These investors shall also be entitled to convert their investment
to equity based upon the same ratio provided to the unsecured
creditors as set forth in Section 5.1 above.  The issuance of
Common Stock to the holders of Class 5 Claims and investors will

<PAGE>

have the effect of diluting the percent of ownership of the
Debtor's Common Stock of Claimants in this Class that existed as of
the date of the filing of the Petition.  As an example, the holders
of the issued and outstanding shares of Common Stock of Lescarden,
Inc. as of the time of the filing of the Petition represented one
hundred (100%) percent of the issued and outstanding stock.  Once
the additional shares have been issued to the holders of Class 5
Claims, and assuming a valuation of $.40 per share, the Debtor
estimates that the claims in this Class (excluding issuance of
Common Stock to investors) will hold approximately $5,402,328,
thirty-one (31%) percent of the issued and outstanding stock of the
Debtor post-confirmation.

_ _ _ _ _ _ _

**GOAL OF THE EXERCISE**
Reproduce the passage on Common Stock dilution word for word, starting at "have the effect" and ending at "Debtor post-confirmation.".

**LISTING**

_ _ _ _ _ _ _

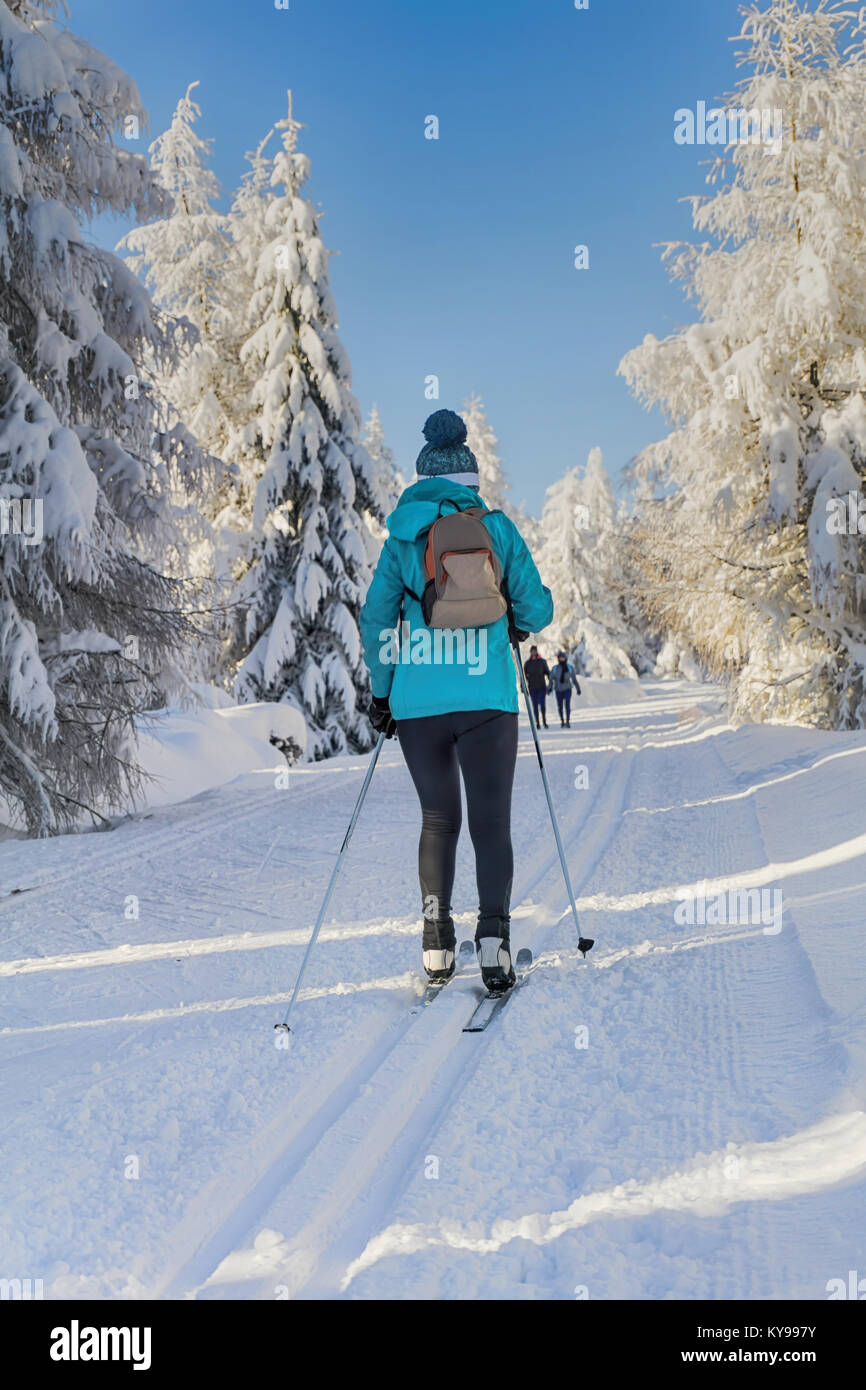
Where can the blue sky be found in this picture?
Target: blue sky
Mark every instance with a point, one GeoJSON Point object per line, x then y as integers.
{"type": "Point", "coordinates": [456, 255]}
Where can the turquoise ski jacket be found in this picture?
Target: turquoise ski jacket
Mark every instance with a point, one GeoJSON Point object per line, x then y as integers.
{"type": "Point", "coordinates": [437, 672]}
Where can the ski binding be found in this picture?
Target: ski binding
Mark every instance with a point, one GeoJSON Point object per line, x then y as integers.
{"type": "Point", "coordinates": [489, 1005]}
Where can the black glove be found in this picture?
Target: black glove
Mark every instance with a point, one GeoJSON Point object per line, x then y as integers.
{"type": "Point", "coordinates": [381, 716]}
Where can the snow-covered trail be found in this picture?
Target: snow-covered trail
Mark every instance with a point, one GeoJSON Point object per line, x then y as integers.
{"type": "Point", "coordinates": [681, 1115]}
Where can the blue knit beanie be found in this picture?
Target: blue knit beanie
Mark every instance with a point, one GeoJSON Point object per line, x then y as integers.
{"type": "Point", "coordinates": [445, 451]}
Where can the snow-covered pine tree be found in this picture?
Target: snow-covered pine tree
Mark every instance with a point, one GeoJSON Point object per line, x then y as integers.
{"type": "Point", "coordinates": [387, 476]}
{"type": "Point", "coordinates": [312, 549]}
{"type": "Point", "coordinates": [91, 633]}
{"type": "Point", "coordinates": [736, 544]}
{"type": "Point", "coordinates": [188, 264]}
{"type": "Point", "coordinates": [578, 562]}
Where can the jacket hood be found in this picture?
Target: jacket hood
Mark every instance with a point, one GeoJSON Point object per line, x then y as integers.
{"type": "Point", "coordinates": [419, 506]}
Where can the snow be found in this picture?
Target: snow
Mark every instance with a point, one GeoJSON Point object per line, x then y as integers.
{"type": "Point", "coordinates": [186, 752]}
{"type": "Point", "coordinates": [679, 1116]}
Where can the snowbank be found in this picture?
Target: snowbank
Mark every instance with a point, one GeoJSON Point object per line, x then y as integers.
{"type": "Point", "coordinates": [191, 751]}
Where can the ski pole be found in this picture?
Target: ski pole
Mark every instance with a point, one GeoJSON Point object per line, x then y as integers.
{"type": "Point", "coordinates": [583, 943]}
{"type": "Point", "coordinates": [284, 1026]}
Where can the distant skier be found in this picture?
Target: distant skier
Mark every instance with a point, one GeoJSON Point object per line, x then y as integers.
{"type": "Point", "coordinates": [562, 681]}
{"type": "Point", "coordinates": [538, 674]}
{"type": "Point", "coordinates": [453, 716]}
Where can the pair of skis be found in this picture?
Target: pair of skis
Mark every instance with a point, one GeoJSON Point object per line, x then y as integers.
{"type": "Point", "coordinates": [491, 1004]}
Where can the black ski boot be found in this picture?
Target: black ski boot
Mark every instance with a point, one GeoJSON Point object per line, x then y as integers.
{"type": "Point", "coordinates": [494, 950]}
{"type": "Point", "coordinates": [438, 950]}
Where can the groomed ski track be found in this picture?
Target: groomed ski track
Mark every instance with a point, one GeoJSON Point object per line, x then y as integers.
{"type": "Point", "coordinates": [680, 1115]}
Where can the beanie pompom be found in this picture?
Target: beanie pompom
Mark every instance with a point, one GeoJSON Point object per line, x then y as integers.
{"type": "Point", "coordinates": [444, 430]}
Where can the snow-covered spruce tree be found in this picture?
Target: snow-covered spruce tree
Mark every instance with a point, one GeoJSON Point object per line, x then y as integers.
{"type": "Point", "coordinates": [736, 542]}
{"type": "Point", "coordinates": [578, 562]}
{"type": "Point", "coordinates": [385, 473]}
{"type": "Point", "coordinates": [312, 551]}
{"type": "Point", "coordinates": [91, 633]}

_ _ _ _ _ _ _

**EXPECTED OUTPUT**
have the effect of diluting the percent of ownership of the
Debtor's Common Stock of Claimants in this Class that existed as of
the date of the filing of the Petition.  As an example, the holders
of the issued and outstanding shares of Common Stock of Lescarden,
Inc. as of the time of the filing of the Petition represented one
hundred (100%) percent of the issued and outstanding stock.  Once
the additional shares have been issued to the holders of Class 5
Claims, and assuming a valuation of $.40 per share, the Debtor
estimates that the claims in this Class (excluding issuance of
Common Stock to investors) will hold approximately $5,402,328,
thirty-one (31%) percent of the issued and outstanding stock of the
Debtor post-confirmation.